Copy the listing below verbatim, keeping every line in its original order and form.

- [Data extract]:
-- Opening Marker --
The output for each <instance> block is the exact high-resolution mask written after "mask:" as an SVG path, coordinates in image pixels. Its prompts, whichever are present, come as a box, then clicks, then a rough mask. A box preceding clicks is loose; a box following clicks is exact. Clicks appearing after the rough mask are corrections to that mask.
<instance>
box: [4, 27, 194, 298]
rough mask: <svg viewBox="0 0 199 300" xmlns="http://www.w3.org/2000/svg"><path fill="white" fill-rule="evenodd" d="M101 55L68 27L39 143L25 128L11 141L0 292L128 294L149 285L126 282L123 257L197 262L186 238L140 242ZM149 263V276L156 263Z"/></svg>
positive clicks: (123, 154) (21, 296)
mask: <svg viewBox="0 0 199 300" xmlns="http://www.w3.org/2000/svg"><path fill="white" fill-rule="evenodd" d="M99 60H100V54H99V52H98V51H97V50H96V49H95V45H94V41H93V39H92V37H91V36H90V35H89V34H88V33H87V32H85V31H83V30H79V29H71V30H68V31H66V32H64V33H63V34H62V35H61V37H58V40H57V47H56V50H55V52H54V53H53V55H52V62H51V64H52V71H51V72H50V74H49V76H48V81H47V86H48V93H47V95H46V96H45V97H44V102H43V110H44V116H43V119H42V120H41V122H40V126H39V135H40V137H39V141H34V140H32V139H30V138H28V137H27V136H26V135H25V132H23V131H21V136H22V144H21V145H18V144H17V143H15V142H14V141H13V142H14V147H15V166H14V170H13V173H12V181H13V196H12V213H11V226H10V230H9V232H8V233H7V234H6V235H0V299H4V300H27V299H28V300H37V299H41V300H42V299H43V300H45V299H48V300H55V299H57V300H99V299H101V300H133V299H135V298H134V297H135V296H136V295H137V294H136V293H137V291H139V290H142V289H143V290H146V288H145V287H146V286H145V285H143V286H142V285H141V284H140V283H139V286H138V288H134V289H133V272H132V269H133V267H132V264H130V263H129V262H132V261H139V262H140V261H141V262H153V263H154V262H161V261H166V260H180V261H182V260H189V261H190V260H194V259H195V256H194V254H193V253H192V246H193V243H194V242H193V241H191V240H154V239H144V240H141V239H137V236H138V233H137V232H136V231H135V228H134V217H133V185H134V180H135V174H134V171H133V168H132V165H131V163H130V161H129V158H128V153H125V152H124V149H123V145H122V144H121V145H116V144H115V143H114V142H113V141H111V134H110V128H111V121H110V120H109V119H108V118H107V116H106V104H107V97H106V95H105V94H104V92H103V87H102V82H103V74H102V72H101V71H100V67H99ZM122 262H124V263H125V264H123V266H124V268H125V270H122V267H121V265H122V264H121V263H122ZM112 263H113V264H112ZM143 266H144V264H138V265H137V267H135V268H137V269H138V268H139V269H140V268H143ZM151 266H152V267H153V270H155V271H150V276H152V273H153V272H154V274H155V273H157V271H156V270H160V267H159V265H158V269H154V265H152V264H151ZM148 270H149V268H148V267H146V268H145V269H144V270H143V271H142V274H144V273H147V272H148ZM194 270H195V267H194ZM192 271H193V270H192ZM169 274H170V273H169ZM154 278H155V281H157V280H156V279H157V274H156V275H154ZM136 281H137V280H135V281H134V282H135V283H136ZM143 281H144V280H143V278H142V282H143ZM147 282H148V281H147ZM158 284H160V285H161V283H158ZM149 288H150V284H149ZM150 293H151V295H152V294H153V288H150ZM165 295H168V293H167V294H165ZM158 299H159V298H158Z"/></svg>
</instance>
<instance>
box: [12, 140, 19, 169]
-- Closing Marker --
- [Written answer]:
The output for each <instance> block is the exact high-resolution mask written after "mask:" as an SVG path, coordinates in image pixels. Its prompts, whichever are present, come as a box, then clicks, then a rough mask. A box preceding clicks is loose; a box following clicks is exact. Clicks appearing after the rough mask are corrections to that mask.
<instance>
box: [4, 27, 194, 298]
rough mask: <svg viewBox="0 0 199 300" xmlns="http://www.w3.org/2000/svg"><path fill="white" fill-rule="evenodd" d="M101 55L68 27L39 143L25 128L11 141L0 292L128 294L149 285L126 282L123 257L197 262L186 238L140 242ZM149 263V276L156 263Z"/></svg>
positive clicks: (123, 154) (21, 296)
mask: <svg viewBox="0 0 199 300" xmlns="http://www.w3.org/2000/svg"><path fill="white" fill-rule="evenodd" d="M99 60H100V54H99V52H98V51H97V50H96V49H95V45H94V41H93V39H92V37H91V36H90V35H89V34H88V33H87V32H85V31H83V30H79V29H71V30H68V31H66V32H64V33H63V34H62V35H61V37H58V40H57V47H56V50H55V52H54V53H53V55H52V62H51V64H52V71H51V72H50V74H49V76H48V81H47V86H48V93H47V95H46V96H45V97H44V102H43V110H44V116H43V119H42V120H41V122H40V126H39V135H40V137H39V141H34V140H32V139H30V138H28V137H27V136H26V135H25V132H23V131H21V136H22V144H21V145H18V144H17V143H15V142H14V141H13V142H14V147H15V166H14V170H13V173H12V181H13V196H12V213H11V226H10V230H9V232H8V233H7V234H6V235H0V299H4V300H27V299H28V300H37V299H41V300H42V299H43V300H45V299H48V300H55V299H57V300H99V299H101V300H133V299H135V298H134V297H135V296H136V295H137V294H136V293H137V291H139V290H142V289H143V290H146V288H145V287H146V286H145V285H143V286H142V285H141V284H140V283H139V286H138V288H134V289H133V272H132V269H133V267H132V264H130V263H129V262H132V261H139V262H140V261H141V262H153V263H154V262H161V261H166V260H180V261H182V260H189V261H190V260H194V259H195V256H194V254H193V253H192V246H193V243H194V242H193V241H191V240H154V239H144V240H141V239H137V236H138V233H137V232H136V231H135V228H134V217H133V185H134V180H135V174H134V171H133V168H132V165H131V163H130V161H129V158H128V153H125V152H124V149H123V145H122V144H121V145H116V144H115V143H114V142H113V141H111V134H110V128H111V121H110V120H109V119H108V118H107V116H106V104H107V97H106V95H105V94H104V92H103V87H102V82H103V74H102V72H101V71H100V67H99ZM122 262H124V263H125V264H123V266H124V268H125V270H122V267H121V265H122V264H121V263H122ZM112 263H113V264H112ZM143 266H144V264H138V265H137V267H135V268H137V269H138V268H139V269H140V268H143ZM151 266H152V267H153V270H155V271H150V276H152V273H153V272H154V274H155V273H157V271H156V270H160V267H159V265H158V269H154V265H152V264H151ZM148 270H149V268H148V267H146V268H145V269H144V270H143V271H142V274H144V273H147V272H148ZM194 270H195V267H194ZM192 271H193V270H192ZM169 274H170V273H169ZM154 278H155V281H157V280H156V279H157V274H156V275H154ZM136 281H137V280H135V281H134V282H135V283H136ZM143 281H144V280H143V278H142V282H143ZM147 282H148V281H147ZM158 284H160V285H161V283H158ZM149 288H150V284H149ZM150 293H151V295H152V294H153V288H150ZM165 295H168V293H167V294H165ZM158 299H159V298H158Z"/></svg>
</instance>
<instance>
box: [12, 140, 19, 169]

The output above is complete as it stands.